Riscrivi le righe comprese tra la riga che contiene "Mark the concrete" e la riga che contiene "point(523, 330)", entrambe incluse. Sostituisci "call" con "statement" e lascia invariato tutto il resto.

Voci della raccolta
• • • • •

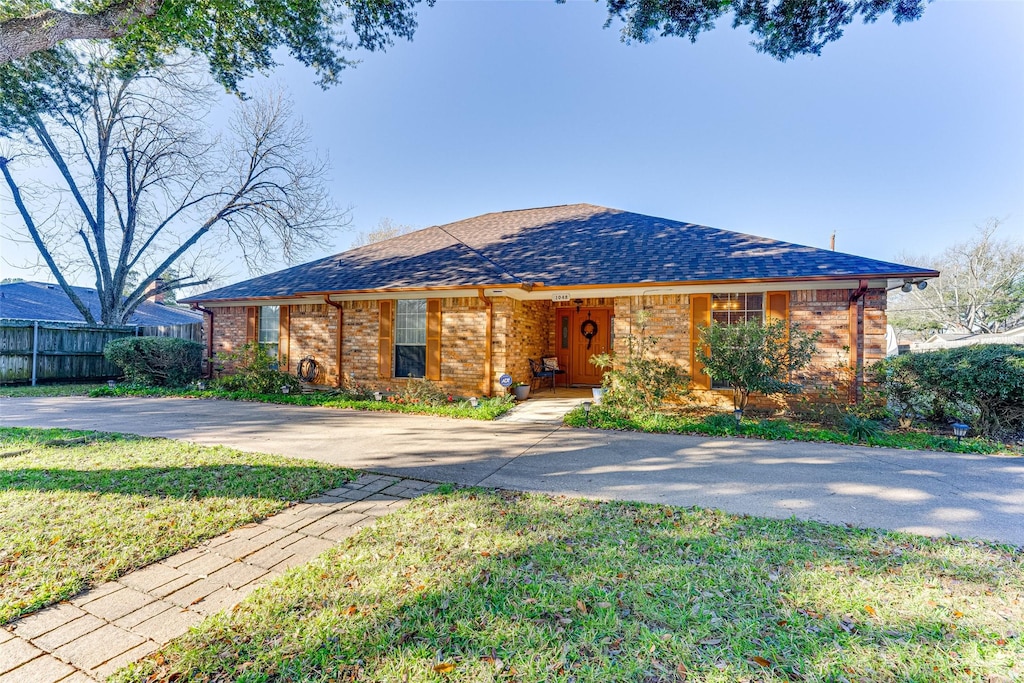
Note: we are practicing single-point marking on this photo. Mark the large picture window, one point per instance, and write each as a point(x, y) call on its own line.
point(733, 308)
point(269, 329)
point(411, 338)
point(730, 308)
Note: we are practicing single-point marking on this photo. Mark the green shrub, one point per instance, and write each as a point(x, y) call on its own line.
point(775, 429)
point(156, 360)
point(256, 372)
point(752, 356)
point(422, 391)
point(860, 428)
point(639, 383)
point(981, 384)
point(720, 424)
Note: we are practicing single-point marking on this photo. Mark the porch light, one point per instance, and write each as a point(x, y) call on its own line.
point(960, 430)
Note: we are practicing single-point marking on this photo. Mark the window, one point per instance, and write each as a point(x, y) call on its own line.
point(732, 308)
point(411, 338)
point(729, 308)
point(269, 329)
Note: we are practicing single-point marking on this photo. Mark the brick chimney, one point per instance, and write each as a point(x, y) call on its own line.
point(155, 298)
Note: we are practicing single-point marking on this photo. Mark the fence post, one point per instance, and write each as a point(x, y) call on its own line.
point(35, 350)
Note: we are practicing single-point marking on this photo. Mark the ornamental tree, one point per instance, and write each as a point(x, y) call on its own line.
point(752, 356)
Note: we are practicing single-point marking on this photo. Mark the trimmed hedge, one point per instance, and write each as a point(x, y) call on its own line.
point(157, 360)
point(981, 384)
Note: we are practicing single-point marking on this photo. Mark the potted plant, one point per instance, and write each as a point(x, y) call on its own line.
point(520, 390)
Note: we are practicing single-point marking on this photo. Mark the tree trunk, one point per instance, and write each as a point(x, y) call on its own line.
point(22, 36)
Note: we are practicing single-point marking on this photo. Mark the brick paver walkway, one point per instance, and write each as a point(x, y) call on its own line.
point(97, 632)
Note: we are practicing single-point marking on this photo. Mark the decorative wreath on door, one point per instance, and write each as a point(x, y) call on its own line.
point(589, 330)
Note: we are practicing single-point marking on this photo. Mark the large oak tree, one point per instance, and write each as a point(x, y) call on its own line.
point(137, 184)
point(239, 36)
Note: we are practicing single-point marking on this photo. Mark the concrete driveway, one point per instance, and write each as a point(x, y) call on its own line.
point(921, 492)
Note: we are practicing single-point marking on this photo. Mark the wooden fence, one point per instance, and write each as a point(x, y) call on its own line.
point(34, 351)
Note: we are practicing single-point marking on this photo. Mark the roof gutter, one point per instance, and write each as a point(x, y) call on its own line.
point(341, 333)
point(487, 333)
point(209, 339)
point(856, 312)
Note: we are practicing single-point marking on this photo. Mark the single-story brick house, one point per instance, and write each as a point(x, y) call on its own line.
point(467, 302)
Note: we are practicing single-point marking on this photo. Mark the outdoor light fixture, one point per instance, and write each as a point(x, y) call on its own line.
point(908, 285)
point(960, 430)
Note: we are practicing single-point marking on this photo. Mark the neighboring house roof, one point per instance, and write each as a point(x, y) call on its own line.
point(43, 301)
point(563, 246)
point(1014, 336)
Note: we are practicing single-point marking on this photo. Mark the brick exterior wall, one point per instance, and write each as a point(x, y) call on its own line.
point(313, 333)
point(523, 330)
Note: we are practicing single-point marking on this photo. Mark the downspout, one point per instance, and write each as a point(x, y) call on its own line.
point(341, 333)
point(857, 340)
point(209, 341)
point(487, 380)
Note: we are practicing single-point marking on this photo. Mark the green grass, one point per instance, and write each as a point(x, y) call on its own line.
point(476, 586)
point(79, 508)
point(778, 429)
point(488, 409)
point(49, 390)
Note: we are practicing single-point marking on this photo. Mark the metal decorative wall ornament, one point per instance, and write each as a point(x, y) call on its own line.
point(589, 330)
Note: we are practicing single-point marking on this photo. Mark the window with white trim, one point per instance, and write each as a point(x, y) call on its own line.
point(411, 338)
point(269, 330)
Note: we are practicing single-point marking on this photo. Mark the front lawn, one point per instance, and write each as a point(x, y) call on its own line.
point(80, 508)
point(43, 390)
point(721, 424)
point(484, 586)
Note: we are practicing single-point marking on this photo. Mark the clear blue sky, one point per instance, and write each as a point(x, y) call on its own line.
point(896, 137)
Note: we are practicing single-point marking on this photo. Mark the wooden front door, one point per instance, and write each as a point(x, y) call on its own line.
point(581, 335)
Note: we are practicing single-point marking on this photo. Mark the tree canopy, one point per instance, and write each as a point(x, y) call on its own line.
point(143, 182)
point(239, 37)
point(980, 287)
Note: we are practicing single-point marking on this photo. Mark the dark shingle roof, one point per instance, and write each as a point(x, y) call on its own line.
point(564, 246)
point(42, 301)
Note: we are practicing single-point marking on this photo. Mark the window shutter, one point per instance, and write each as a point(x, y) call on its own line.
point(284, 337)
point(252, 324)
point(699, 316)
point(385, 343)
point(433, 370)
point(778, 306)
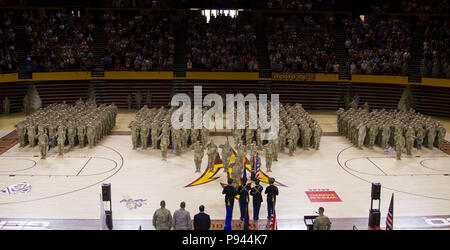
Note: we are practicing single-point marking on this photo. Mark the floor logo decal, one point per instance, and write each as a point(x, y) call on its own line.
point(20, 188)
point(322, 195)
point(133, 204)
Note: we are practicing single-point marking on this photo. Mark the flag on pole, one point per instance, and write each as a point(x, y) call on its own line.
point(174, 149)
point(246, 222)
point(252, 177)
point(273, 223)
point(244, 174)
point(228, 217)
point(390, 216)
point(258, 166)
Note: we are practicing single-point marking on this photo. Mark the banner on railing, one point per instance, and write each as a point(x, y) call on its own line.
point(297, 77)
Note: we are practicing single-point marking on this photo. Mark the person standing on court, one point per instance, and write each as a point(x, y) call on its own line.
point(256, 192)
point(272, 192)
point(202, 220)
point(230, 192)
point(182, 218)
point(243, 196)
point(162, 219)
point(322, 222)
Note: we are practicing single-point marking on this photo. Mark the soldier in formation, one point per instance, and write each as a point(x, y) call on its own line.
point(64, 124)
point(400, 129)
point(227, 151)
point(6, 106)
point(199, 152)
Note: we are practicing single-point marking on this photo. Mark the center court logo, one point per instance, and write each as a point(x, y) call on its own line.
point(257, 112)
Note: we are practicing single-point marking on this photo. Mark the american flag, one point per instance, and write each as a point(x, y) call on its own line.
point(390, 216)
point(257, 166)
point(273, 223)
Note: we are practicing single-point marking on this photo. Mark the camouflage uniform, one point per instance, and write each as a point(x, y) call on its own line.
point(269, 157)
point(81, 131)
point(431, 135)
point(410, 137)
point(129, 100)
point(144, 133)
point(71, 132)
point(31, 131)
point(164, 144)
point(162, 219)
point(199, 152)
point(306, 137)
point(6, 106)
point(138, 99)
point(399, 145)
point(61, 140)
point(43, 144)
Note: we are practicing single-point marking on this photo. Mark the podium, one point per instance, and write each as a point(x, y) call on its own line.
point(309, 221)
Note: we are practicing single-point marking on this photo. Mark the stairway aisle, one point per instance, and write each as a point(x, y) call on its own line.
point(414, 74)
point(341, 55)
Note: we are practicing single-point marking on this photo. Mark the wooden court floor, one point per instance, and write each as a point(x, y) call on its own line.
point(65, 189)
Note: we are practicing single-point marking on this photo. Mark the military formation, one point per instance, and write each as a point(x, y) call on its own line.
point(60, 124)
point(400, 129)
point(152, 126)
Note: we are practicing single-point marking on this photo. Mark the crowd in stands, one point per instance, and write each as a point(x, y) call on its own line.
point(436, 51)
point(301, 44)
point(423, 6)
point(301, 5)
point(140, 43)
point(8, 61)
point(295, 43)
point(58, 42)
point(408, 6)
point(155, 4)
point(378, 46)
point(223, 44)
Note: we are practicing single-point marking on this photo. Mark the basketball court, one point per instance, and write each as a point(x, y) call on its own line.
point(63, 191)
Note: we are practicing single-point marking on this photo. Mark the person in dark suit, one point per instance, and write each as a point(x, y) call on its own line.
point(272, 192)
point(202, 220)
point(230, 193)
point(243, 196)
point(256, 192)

• • • • •

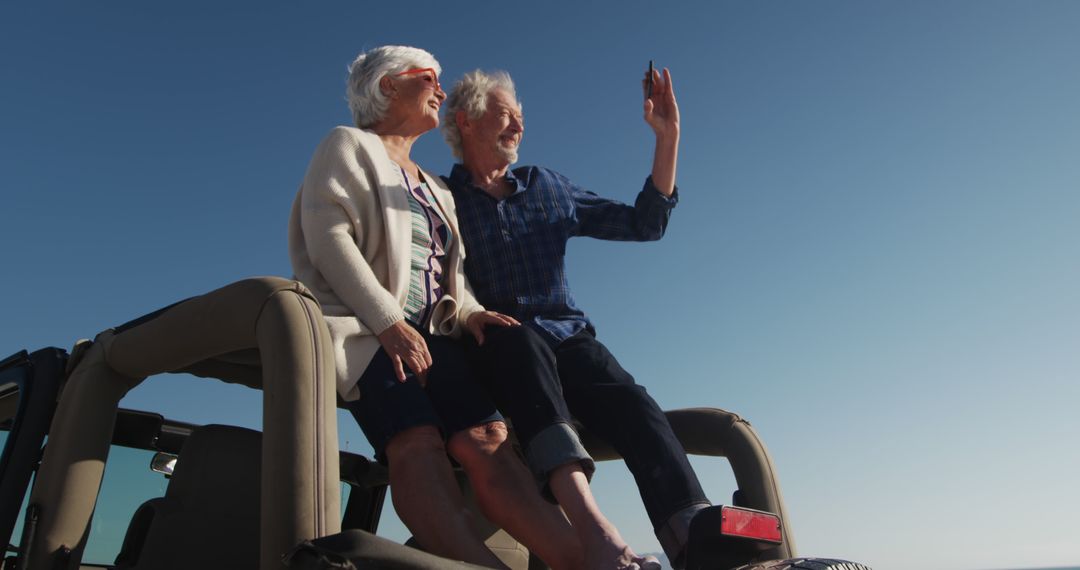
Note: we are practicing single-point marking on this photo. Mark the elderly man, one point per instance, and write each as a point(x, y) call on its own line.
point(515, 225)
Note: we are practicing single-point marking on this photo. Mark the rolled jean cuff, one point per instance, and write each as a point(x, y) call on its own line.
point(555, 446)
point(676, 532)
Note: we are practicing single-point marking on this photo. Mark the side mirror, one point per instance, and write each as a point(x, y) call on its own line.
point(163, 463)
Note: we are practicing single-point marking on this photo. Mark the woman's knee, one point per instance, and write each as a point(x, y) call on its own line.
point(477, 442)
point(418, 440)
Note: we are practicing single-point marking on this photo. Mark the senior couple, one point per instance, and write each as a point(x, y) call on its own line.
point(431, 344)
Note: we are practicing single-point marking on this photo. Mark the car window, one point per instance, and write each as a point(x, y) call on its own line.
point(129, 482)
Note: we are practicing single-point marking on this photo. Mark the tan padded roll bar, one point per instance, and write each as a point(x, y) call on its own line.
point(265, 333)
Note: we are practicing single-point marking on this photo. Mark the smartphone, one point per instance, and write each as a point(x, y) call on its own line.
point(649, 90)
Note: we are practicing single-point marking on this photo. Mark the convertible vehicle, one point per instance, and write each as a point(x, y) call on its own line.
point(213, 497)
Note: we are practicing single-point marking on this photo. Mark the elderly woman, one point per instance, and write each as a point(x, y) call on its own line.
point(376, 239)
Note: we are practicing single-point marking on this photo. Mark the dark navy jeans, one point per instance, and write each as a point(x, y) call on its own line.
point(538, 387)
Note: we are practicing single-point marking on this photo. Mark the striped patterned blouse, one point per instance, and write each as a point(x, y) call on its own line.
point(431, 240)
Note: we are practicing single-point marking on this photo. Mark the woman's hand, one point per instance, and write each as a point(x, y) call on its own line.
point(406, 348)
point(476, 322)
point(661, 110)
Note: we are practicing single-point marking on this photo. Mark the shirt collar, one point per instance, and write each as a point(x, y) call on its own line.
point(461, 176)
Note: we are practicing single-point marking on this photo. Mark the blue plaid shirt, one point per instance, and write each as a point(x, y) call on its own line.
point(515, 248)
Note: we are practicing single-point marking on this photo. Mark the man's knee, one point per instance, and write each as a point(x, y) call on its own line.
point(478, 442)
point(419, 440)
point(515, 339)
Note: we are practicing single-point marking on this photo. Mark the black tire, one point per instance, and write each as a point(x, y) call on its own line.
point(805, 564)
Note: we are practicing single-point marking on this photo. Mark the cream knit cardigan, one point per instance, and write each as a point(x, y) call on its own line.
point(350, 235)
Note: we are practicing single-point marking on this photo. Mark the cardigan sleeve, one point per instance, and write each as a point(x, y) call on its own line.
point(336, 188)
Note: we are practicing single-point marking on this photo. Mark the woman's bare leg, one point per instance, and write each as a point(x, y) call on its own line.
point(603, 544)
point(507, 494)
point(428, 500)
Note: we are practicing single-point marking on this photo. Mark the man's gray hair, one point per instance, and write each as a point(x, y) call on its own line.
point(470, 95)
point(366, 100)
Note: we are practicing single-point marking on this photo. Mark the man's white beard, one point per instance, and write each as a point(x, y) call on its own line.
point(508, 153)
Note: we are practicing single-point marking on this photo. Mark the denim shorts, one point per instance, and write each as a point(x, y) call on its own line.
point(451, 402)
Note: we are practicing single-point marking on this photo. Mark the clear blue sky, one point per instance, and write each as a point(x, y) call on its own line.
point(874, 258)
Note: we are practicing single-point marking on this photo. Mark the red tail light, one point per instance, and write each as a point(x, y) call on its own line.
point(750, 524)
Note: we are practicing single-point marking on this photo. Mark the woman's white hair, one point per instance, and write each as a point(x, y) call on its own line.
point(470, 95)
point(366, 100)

• • • • •

Risposta:
Note: we are practicing single-point marking on this photo. Mark the concrete driveway, one point per instance, and write each as a point(x, y) statement on its own line.
point(921, 492)
Note: we are practicing single-point marking on this photo. Mark the wooden fence, one point per instance, and write each as a point(x, y) statement on its own line.
point(34, 351)
Note: we are practicing single-point marking on this photo. Mark the roof gutter, one point per instance, and write each as a point(x, y) statement on its own line.
point(341, 333)
point(487, 333)
point(209, 339)
point(856, 312)
Note: we are practicing single-point marking on this photo. Mark the single-story brick house, one point per instance, and write each as a point(x, y) statement on its own line.
point(467, 302)
Note: we are practicing single-point marking on this photo. Mark the outdoor light fixture, one point per instance, and write each as a point(x, y) statement on its own line.
point(908, 285)
point(960, 430)
Note: we are practicing single-point marking on this photo. Mark the neighboring house roof, one point per instance, and write each as a point(x, y) statement on its own line.
point(43, 301)
point(563, 246)
point(1014, 336)
Note: we are practicing single-point marking on this photo. Mark the brick exterior wall, one point per instance, and write each as a point(x, y) statement on its own line.
point(313, 333)
point(523, 330)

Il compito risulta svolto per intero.